原文 ▸
--------

[PKUWC2018]猎人杀
容斥好题。

\(n\) 个人,每个人有个权值 \(a_i\)。进行 \(n\) 轮操作,每轮开枪杀死一个人,\(i\) 被杀死的概率 \(p_i=\dfrac{a_i}{\sum_{x\ is\ alive}a_x}\) ,求最后死的那个人是 \(1\) 的概率。答案对 \(998244353\) 取模。

\(a_i > 0, 1 \le \sum a_i \le 10^5\)

\(s = \sum_{i=1}^na_i,w=\sum_{x\ is\ alive}a_x\),那么有 \[ \begin{aligned} p_i &= \frac{a_i}{w}\\ \frac wsp_i &= \frac {a_i}{s}\\ p_i &= \frac {a_i}{s} + \frac{s - w}s p_i \end{aligned} \] 最后的这个式子可以理解为,每次开枪的目标是所有活人和死人,如果打到活人就会杀死他,如果打到死人不算,重打。

这样变成进行无限轮,每轮的目标都是所有人,打到某个人的概率更容易表示。

--------

所给数据 ▸
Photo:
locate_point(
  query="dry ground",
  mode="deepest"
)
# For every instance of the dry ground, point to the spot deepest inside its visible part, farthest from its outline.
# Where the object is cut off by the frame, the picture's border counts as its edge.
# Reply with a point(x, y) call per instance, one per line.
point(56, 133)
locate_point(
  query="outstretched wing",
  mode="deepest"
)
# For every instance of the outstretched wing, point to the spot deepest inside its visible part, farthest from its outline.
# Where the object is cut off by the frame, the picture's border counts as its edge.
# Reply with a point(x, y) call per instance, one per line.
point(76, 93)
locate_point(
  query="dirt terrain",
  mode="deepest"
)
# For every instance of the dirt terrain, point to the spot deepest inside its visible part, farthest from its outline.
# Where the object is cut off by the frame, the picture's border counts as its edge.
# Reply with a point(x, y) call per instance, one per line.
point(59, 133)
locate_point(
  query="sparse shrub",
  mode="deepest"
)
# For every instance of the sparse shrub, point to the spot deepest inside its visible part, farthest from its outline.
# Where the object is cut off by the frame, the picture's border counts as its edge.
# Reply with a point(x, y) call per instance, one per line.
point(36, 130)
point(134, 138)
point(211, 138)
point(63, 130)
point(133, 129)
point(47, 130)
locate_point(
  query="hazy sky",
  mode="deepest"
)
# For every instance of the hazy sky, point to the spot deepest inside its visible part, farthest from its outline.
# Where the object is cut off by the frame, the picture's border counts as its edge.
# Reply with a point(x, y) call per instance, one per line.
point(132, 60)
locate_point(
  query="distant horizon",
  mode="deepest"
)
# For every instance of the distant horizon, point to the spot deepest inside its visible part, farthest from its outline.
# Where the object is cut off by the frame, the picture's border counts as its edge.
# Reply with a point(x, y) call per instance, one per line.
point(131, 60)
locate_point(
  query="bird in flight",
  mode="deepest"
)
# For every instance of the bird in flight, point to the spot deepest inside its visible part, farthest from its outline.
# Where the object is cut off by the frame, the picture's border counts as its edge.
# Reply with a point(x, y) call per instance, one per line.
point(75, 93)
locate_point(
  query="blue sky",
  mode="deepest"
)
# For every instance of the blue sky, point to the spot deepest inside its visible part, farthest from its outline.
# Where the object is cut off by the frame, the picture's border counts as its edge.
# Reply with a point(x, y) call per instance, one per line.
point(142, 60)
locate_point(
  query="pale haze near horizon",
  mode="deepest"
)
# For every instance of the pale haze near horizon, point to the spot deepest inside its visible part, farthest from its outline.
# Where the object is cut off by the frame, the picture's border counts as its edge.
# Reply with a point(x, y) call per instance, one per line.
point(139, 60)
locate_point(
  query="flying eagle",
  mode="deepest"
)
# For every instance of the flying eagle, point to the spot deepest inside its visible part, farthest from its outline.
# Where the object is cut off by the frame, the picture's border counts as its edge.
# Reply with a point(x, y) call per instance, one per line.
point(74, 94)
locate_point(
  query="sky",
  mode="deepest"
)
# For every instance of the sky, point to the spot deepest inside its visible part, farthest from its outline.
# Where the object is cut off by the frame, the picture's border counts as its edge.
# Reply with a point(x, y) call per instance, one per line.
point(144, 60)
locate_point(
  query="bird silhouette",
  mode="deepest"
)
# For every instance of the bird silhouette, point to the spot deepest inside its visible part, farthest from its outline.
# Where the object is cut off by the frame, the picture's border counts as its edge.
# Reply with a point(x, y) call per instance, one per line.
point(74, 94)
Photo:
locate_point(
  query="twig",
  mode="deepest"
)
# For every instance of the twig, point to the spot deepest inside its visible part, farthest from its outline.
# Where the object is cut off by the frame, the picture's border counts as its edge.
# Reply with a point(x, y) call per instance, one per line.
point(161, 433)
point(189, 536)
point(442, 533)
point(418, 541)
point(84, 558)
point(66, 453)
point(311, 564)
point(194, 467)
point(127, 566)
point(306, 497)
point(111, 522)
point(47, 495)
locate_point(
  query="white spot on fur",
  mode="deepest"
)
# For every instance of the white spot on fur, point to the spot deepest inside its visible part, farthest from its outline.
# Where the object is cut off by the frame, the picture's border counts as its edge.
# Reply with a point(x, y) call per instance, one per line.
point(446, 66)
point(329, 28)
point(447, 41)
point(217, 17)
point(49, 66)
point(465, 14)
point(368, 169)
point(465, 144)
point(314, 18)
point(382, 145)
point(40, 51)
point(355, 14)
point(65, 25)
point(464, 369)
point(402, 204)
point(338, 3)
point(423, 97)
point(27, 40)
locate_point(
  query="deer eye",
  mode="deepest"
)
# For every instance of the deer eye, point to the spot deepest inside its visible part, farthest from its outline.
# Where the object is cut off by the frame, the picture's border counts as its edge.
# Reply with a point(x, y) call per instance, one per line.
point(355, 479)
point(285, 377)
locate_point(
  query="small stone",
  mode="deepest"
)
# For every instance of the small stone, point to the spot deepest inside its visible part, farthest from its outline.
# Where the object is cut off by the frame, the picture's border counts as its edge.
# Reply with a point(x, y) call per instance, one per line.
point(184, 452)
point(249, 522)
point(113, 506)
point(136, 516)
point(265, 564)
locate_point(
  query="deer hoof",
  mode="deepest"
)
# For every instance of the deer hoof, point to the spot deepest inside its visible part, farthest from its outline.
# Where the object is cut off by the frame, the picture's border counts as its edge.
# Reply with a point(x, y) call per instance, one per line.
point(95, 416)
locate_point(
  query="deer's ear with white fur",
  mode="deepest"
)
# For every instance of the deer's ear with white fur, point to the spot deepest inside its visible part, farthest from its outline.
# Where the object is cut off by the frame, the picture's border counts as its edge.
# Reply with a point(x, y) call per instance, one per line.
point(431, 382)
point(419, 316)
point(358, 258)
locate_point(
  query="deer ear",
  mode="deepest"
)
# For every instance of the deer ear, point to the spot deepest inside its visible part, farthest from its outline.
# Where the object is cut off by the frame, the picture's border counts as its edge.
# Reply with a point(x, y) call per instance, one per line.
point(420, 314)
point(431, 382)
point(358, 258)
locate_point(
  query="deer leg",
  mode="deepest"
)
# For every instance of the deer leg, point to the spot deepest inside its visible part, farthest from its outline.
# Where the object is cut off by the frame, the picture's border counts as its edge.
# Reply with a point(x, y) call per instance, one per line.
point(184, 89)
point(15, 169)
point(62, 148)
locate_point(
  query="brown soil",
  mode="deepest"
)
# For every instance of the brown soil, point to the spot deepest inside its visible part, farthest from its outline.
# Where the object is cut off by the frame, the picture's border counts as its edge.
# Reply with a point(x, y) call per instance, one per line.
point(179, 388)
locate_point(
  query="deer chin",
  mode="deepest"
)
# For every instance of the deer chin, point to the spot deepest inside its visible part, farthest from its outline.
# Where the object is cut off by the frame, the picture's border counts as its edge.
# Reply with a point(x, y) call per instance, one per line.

--------

任务要求 ▸
1 – 按原文,最后求出的答案要对哪个数取模?
2 – 照原文的说法,把每次开枪的目标改成所有活人和死人,有什么好处?请用一到三句话说明。
这些数据是另外一份材料,跟原文没有关系。

依次作答 ▸
1 – 998244353。

2 – 打到死人不算,要重打,所以过程就变成进行无限轮。每轮的目标都是所有人,这样打到某个人的概率更容易表示。